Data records
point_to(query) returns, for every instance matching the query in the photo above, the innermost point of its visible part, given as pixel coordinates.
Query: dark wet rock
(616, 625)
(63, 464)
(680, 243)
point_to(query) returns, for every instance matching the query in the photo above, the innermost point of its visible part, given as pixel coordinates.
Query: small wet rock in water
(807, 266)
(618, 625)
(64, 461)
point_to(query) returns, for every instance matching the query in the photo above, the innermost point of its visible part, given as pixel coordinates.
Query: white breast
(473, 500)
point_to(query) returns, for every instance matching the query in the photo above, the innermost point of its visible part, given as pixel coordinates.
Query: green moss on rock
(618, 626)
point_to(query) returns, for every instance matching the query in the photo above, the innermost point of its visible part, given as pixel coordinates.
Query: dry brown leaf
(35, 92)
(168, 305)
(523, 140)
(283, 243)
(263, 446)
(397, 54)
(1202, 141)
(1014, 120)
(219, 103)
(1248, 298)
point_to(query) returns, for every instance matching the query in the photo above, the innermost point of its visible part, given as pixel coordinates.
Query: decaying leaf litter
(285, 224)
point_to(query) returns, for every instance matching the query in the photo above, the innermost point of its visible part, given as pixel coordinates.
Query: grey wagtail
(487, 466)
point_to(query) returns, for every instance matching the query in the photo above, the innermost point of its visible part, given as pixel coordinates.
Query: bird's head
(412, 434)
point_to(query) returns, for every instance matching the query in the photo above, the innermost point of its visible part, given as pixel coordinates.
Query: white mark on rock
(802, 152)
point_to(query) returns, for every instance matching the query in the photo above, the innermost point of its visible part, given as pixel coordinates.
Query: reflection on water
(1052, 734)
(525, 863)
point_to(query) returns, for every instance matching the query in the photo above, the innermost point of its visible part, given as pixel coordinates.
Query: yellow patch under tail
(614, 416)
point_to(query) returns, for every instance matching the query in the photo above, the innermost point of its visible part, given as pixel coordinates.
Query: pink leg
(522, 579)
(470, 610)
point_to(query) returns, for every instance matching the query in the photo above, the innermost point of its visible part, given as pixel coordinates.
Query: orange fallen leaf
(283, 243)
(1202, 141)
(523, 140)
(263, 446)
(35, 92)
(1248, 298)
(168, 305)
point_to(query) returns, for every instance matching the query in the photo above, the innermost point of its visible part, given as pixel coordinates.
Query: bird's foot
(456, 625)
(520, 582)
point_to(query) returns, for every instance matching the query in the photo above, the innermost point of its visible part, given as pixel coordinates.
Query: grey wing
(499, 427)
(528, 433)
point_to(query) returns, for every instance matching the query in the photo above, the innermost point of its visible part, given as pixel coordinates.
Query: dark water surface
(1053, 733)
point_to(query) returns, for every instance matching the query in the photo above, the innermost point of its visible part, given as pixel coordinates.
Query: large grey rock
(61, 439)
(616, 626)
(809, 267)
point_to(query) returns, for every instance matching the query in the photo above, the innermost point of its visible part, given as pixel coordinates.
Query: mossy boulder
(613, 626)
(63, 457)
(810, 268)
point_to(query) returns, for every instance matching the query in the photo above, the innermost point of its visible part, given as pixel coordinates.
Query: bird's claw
--
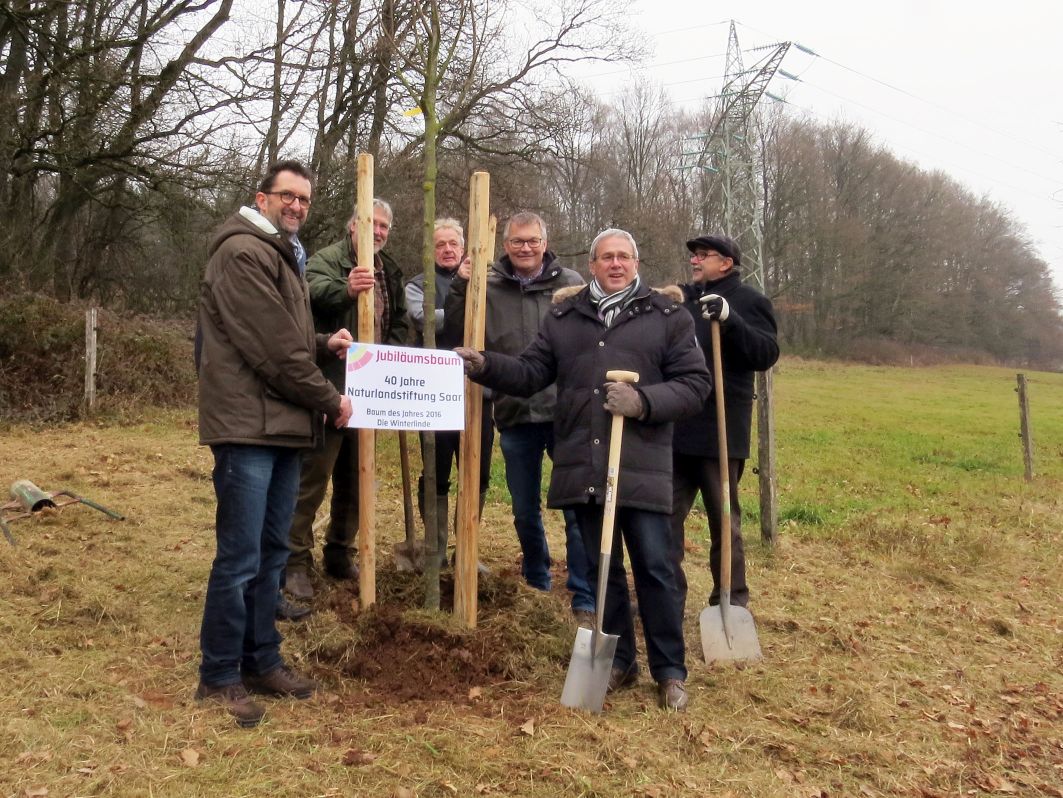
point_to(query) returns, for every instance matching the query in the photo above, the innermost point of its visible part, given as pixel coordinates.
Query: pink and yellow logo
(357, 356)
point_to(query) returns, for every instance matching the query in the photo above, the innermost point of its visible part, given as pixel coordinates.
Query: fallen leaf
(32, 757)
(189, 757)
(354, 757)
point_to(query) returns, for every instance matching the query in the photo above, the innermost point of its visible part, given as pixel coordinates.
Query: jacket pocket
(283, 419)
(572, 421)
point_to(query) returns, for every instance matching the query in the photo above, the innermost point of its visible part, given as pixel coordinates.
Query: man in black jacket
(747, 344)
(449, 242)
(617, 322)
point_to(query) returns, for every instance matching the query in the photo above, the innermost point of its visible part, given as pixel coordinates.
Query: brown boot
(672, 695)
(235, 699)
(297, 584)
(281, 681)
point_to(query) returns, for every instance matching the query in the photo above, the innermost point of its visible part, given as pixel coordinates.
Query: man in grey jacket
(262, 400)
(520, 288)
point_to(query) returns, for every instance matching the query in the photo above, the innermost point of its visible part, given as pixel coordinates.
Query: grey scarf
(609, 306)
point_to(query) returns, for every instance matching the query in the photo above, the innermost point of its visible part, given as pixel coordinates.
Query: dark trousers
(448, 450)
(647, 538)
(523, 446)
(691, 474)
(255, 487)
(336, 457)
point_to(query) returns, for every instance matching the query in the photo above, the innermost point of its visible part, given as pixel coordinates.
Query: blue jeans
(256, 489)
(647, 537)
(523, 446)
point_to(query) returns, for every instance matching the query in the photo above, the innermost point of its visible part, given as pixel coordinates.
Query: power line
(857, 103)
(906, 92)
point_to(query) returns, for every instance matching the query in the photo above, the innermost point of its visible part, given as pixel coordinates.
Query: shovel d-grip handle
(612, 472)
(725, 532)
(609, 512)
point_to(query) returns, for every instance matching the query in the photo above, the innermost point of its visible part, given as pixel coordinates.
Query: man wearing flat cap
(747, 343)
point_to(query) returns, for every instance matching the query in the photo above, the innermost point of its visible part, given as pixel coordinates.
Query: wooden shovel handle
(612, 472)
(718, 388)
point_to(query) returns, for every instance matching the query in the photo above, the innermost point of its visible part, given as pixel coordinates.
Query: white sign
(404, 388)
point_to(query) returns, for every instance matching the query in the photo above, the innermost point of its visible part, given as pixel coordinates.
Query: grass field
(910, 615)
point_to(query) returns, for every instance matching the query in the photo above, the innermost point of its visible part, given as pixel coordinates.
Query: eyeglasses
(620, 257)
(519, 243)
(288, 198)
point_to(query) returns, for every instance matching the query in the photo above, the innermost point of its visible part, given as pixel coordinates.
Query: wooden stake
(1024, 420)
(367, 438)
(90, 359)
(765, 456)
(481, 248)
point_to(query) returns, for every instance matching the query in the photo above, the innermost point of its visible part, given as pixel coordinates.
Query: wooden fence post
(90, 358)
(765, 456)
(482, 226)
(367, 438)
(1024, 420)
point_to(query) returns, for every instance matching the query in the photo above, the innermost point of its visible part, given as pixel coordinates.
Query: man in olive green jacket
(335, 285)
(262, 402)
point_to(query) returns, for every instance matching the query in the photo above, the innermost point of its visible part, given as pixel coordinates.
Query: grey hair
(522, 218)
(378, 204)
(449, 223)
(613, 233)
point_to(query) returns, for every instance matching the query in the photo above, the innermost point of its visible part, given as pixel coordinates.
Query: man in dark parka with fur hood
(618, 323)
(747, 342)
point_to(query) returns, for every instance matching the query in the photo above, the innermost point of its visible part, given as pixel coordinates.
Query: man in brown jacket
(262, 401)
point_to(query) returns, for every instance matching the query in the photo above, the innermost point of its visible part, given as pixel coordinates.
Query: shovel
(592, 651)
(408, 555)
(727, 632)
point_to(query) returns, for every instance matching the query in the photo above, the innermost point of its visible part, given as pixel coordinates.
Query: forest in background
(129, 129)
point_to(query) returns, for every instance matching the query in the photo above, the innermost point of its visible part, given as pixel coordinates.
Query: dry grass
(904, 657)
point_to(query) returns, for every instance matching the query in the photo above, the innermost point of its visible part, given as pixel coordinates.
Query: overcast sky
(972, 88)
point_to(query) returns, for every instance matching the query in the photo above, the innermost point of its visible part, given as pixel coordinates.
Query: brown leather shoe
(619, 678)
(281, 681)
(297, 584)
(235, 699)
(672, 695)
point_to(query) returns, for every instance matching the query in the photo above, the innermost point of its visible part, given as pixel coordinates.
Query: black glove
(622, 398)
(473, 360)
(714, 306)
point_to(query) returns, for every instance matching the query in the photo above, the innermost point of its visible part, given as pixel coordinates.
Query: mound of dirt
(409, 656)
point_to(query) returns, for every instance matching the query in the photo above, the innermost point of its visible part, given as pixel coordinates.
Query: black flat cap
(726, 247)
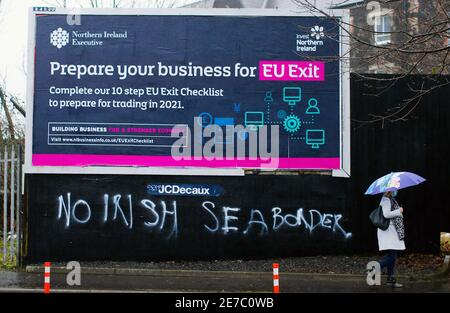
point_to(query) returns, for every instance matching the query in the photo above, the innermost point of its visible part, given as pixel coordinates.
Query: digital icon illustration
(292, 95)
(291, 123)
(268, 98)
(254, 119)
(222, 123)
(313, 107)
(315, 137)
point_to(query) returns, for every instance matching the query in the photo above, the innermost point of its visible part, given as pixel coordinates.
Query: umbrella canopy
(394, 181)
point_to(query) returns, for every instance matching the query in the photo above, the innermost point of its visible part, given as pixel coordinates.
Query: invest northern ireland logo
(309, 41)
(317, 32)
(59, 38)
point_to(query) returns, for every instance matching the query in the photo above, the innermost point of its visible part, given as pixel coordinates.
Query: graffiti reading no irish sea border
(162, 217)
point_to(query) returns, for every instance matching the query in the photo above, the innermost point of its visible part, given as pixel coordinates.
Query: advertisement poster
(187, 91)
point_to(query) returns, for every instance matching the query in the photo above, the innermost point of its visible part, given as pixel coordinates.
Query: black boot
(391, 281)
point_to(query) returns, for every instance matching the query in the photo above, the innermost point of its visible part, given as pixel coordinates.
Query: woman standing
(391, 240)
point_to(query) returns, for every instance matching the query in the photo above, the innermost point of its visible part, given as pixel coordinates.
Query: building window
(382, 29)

# Exercise prompt:
From the entries above, extract only the lines running from the one containing "Query: large grey rock" through the one containing "Query: bird's claw", inclusive.

# Task answer:
Query: large grey rock
(61, 439)
(616, 626)
(809, 267)
point_to(query) returns, for every instance matching the query in the photo above, the innermost point of its visible part, given as pixel coordinates.
Query: mossy boulder
(613, 626)
(63, 457)
(810, 268)
point_to(query) returns, for every instance matching the query in the photo above, the innermost point of its visible part, given as pixel coordinates.
Query: bird's claw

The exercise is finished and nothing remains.